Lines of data
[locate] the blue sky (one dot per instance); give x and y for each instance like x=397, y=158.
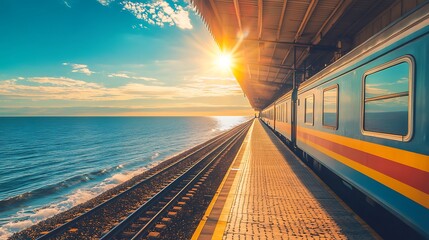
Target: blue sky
x=110, y=57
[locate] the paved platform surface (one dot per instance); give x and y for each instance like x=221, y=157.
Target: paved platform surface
x=269, y=194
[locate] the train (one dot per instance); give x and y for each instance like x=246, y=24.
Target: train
x=365, y=117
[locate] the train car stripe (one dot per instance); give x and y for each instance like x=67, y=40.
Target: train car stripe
x=408, y=175
x=414, y=160
x=404, y=189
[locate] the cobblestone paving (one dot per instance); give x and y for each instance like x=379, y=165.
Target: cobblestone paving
x=278, y=198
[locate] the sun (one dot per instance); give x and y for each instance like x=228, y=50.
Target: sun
x=224, y=61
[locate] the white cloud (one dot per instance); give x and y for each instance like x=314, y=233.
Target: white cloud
x=125, y=75
x=160, y=13
x=105, y=2
x=79, y=68
x=62, y=88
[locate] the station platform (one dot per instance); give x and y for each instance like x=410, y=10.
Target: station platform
x=270, y=194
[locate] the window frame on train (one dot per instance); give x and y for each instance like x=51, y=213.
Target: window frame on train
x=334, y=127
x=410, y=102
x=305, y=110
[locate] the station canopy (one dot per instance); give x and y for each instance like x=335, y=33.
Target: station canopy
x=271, y=40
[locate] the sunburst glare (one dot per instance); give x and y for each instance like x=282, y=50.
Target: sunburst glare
x=224, y=61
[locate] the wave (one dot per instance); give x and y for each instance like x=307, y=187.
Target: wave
x=19, y=200
x=25, y=219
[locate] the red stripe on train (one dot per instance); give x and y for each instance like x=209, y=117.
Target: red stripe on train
x=408, y=175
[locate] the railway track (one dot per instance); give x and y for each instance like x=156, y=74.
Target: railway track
x=158, y=211
x=148, y=204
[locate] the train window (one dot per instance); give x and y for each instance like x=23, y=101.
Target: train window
x=330, y=107
x=387, y=108
x=286, y=112
x=309, y=109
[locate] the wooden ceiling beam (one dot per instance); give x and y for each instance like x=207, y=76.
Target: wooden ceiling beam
x=331, y=20
x=237, y=13
x=306, y=18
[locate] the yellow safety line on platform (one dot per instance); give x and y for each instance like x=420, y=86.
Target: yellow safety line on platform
x=222, y=221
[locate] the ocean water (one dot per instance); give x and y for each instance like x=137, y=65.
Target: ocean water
x=49, y=164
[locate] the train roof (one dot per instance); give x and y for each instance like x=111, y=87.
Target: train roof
x=265, y=35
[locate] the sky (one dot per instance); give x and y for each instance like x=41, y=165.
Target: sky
x=111, y=57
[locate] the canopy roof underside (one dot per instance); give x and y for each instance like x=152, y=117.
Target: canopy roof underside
x=266, y=38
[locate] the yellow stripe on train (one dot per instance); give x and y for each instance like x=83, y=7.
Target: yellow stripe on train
x=414, y=160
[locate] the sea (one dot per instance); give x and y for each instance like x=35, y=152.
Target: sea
x=50, y=164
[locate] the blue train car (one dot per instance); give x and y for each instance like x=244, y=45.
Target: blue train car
x=365, y=117
x=283, y=116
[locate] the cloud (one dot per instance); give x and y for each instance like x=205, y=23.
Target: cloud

— Goal of the exercise —
Copy all of the entries above word for word, leaving out the pictures.

— Solution —
[locate] the blue sky (one dot per instance); give x and y for each instance like x=397, y=158.
Target: blue sky
x=110, y=57
[locate] the paved platform surface (one dot per instance); give x and y for each instance like x=221, y=157.
Target: paved platform surface
x=269, y=194
[locate] the train (one dot per instance); give x and y for each instance like x=246, y=24.
Target: train
x=365, y=117
[locate] the train car stripe (one dot per instance); give x and y for each instance like x=67, y=40.
Target: train car stripe
x=408, y=175
x=414, y=160
x=404, y=189
[locate] the cobblestone paving (one dot per instance); give x and y for each instance like x=379, y=165.
Target: cobblestone paving
x=278, y=198
[locate] the sun (one dot per instance); give x and y for each instance like x=228, y=50.
Target: sun
x=224, y=61
[locate] the white cloud (one dot per instance); give x and y for each instance like x=314, y=233.
Target: white cloud
x=125, y=75
x=160, y=13
x=105, y=2
x=79, y=68
x=62, y=88
[locate] the station platform (one dot per instance); give x and y for each instance like x=410, y=10.
Target: station platform
x=270, y=194
[locate] the window frame on train (one dot per instance); give x and y for each instance like x=51, y=213.
Target: window frame on train
x=334, y=127
x=410, y=102
x=305, y=110
[locate] the station canopy (one dot per instance); give x and y for each instance like x=335, y=33.
Target: station canopy
x=271, y=40
[locate] the sunburst glare (one dot per instance); give x and y for each instance like x=282, y=50.
Target: sunburst glare
x=224, y=61
[locate] the wave (one dot per instance); give x and y for each instance like x=307, y=187.
Target: wave
x=19, y=200
x=25, y=219
[locate] the red stripe on train (one dot per instance); give x and y for each instance like x=209, y=117.
Target: red stripe on train
x=408, y=175
[locate] the railway track (one dot per instance); give x and y for each instance like x=156, y=74.
Target: railway track
x=158, y=211
x=148, y=204
[locate] the train window (one dot per instance); give x and y for each instance like x=23, y=101.
Target: train window
x=330, y=107
x=387, y=108
x=286, y=112
x=309, y=109
[locate] the wooden ceiling beam (one dot per instance); give x and y for each instance like x=207, y=76.
Target: wooden ceiling beam
x=331, y=20
x=237, y=13
x=306, y=18
[locate] the yellow safety line on platform (one dot per instance); give x and y for each instance like x=420, y=86.
Target: yellow safety line on platform
x=222, y=221
[locate] the ocean water (one dot per instance); give x and y for each instance like x=137, y=65.
Target: ocean water
x=49, y=164
[locate] the train roof (one dot per instance); give x and y for each instance like x=111, y=87.
Target: train roof
x=265, y=35
[locate] the sky (one dot per instance); give x and y for each instance like x=41, y=165.
Target: sky
x=111, y=57
[locate] the canopy roof underside (one dot per instance); give x and y for each instance like x=152, y=117.
Target: canopy roof underside
x=266, y=38
[locate] the yellow stripe on train (one dot per instance); give x and y for each instance like x=83, y=7.
Target: yellow stripe on train
x=414, y=160
[locate] the sea (one dot per instance); give x and y for each instance like x=35, y=152.
Target: sea
x=50, y=164
[locate] the blue train car (one dot per instance); give x and y for each instance like x=244, y=45.
Target: blue train car
x=365, y=117
x=283, y=116
[locate] the cloud (one dot per instance); give x and y for each instance like x=205, y=23.
Target: cloud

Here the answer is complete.